── QUOTED PASSAGE ──

Anna Pace travels from America to Italy to join her family for vacation. She is 34, lives in New York City, and works as an artist at an advertising agency. To avoid traveling with her brother, she lies about her arrival date and gets to Florence a day before the rest of her family is scheduled to arrive. After spending a day alone, she travels to Villa Taccola near the small town of Monteperso. Anna will be joining her parents, her twin brother (Benny), her sister (Nicole), and Benny’s boyfriend (Christopher), as well as Nicole’s husband (Justin) and their two young daughters, Waverly and Mia. On the way to the rental, Anna notices that her driver seems skeptical about the choice to stay at Villa Taccola. Upon arriving, she also finds something sinister about the ancient and isolated villa, and she notices that there is a circle of dirt around the villa, inside which nothing seems to grow. Nicole and Anna begin sniping at one another as soon as the latter arrives.
Anna greets Benny and Christopher; she has met Christopher before, prior to the vacation, but no one else in the family has. When Anna learns that the family will be preparing dinner at the villa and staying in for the evening, she feels a strange sense of dread and claustrophobia.
During dinner, Anna’s family members bring up her ex-boyfriend, Josh. Most of the family seems confused and disapproving of Anna’s decision to end the relationship. Meanwhile, Anna notices that Nicole and Justin bicker frequently. The family turns to discussing the room in the villa’s highest tower, which is kept locked and is thus unavailable for them to use, much to Christopher’s annoyance. Anna’s parents explain that the villa’s caretaker showed them the key to the tower but insisted that they not enter it. When Anna reenters the villa after dining outdoors, she continues to find the atmosphere sinister and oppressive. She briefly notices what looks like a wine stain on the floor, but it disappears before she can clean it up.
Anna falls asleep reading in her bedroom and wakes up in the middle of the night. She can hear her nieces talking in the hallway. She settles down for the night, but as she falls asleep, she realizes that the children’s voices she heard were speaking in Italian, while her nieces only speak English.
Just before she awakens, Anna has a dream in which a handsome young man says something unintelligible in Italian. At breakfast, Nicole presents the detailed itinerary she has planned for the entire vacation. Anna, Benny, and Christopher decide to rebel and abruptly leave the villa before Nicole has time to object. They drive to a nearby winery, where Christopher grates on Anna with his arrogant and entitled behavior. When Anna and Benny have a moment alone together, she quickly provides some context for her break-up with Josh: Anna discovered that she was pregnant and terminated the pregnancy without consulting him. When she told Josh after the fact, he became extremely upset with her. Later, Christopher comments that Benny has told him that Anna has a history of causing chaos during family vacations. She is annoyed with both of them.

───

### STATED GOAL A
According to the summary, what is Anna's age and where does she live?
The records that come next are separate material and have no connection to the summary.

── MATERIAL PROVIDED ──

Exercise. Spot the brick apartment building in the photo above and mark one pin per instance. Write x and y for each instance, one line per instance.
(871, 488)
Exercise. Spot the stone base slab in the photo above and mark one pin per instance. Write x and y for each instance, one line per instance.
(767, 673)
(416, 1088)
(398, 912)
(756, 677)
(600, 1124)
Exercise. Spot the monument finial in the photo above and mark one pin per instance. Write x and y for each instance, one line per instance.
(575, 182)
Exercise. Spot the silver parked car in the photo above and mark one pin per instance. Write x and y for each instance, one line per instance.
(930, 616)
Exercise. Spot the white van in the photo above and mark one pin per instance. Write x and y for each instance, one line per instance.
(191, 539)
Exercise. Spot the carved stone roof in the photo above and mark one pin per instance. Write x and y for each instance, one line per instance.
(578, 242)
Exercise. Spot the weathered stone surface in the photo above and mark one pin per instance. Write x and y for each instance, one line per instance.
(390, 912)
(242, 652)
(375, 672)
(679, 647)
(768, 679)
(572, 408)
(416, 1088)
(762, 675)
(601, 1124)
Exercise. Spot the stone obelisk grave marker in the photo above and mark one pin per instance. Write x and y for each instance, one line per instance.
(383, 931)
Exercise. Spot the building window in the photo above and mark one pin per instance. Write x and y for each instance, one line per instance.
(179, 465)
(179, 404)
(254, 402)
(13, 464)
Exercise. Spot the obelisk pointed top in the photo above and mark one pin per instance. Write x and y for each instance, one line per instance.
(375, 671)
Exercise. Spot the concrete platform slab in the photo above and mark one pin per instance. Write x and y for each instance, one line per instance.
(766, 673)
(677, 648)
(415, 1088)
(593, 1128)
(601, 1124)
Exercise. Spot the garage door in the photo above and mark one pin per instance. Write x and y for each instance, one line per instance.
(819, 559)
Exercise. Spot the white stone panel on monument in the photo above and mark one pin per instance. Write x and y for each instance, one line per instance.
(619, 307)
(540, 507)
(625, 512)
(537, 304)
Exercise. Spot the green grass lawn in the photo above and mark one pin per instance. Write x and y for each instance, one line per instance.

───

### STATED GOAL B
Please put the lines of the records running from the line that contains "Exercise. Spot the white stone" through the end of the records, inclusive, into a JSON list of strings, one string per line, leaving out any blank lines.

### RESPONSE A
She is 34 and lives in New York City.

### RESPONSE B
[
  "Exercise. Spot the white stone panel on monument in the photo above and mark one pin per instance. Write x and y for each instance, one line per instance.",
  "(619, 307)",
  "(540, 507)",
  "(625, 512)",
  "(537, 304)",
  "Exercise. Spot the green grass lawn in the photo above and mark one pin per instance. Write x and y for each instance, one line per instance."
]